Условие задачи => Перепиши диалог Клова и Хамма, начиная со слов «Хамм (с облегчением).» и до слов «Клов (смотрит). Ничего.» включительно, и замени в нем «Фундамент» на «Цоколь».

Текст документа =>
★ ★ ★ ★ ★ ★ ★

Движение второе Серое везде

«Клов слезает со стремянки, делает несколько шагов к окну налево, возвращается за стремянкой, ставит ее под левым окном, взбирается на нее, наставляет телескоп наружу, долго смотрит. Вздрагивает, опускает телескоп, проверяет его, снова смотрит.

Клов. В жизни такого не видывал!

Хамм (встревоженно). Что? Парус? Плавник? Дым?

Клов (всё смотрит). Маяк на мысу.

Хамм (с облегчением). Ух! Он и всегда там был.

Клов (смотрит). От него только часть осталась.

Хамм. Фундамент?

Клов. Да.

Хамм. А что там еще?

Клов (смотрит). Ничего.

Хамм. А чайки?

Клов. Чайки!

Хамм. А горизонт? И на горизонте ничего?

Клов (опускает телескоп, поворачивается к Хамму, в отчаянии). А что тебе надо на горизонте? (Пауза.)

Хамм. Волны! Волны там какие?

Клов. Волны-то? (Наставляет телескоп.) Свинцовые.

Хамм. А солнце?

Клов (смотрит). Нету.

Хамм. Значит, оно садится. Посмотри хорошенько.

Клов (присмотревшись). Ни черта.

Хамм. Значит, уже ночь?

Клов (смотрит). Нет.

Хамм. Так что же там?

Клов (смотрит). Всё серое. (Опускает телескоп, поворачивается к Хамму. Громче.) Серое (пауза. Еще громче.) СЕРОЕ. (Слезает со стремянки, сзади подходит к Хамму и шепчет ему в ухо).

Хамм (подскакивает). Серое! Ты сказал – серое?

★ ★ ★ ★ ★ ★ ★

Показанные данные =>
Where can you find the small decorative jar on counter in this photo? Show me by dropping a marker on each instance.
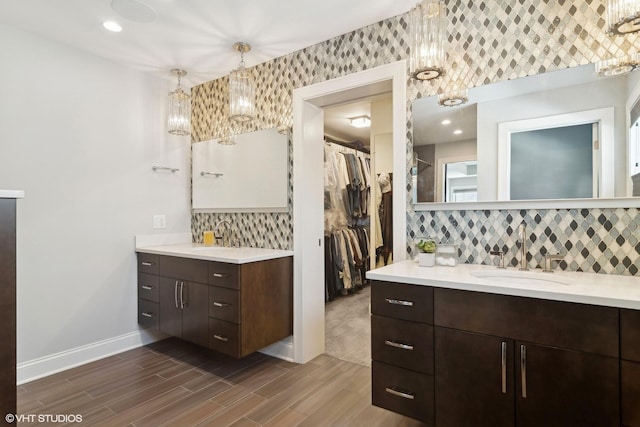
(447, 255)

★ ★ ★ ★ ★ ★ ★

Результат =>
Хамм (с облегчением). Ух! Он и всегда там был.

Клов (смотрит). От него только часть осталась.

Хамм. Цоколь?

Клов. Да.

Хамм. А что там еще?

Клов (смотрит). Ничего.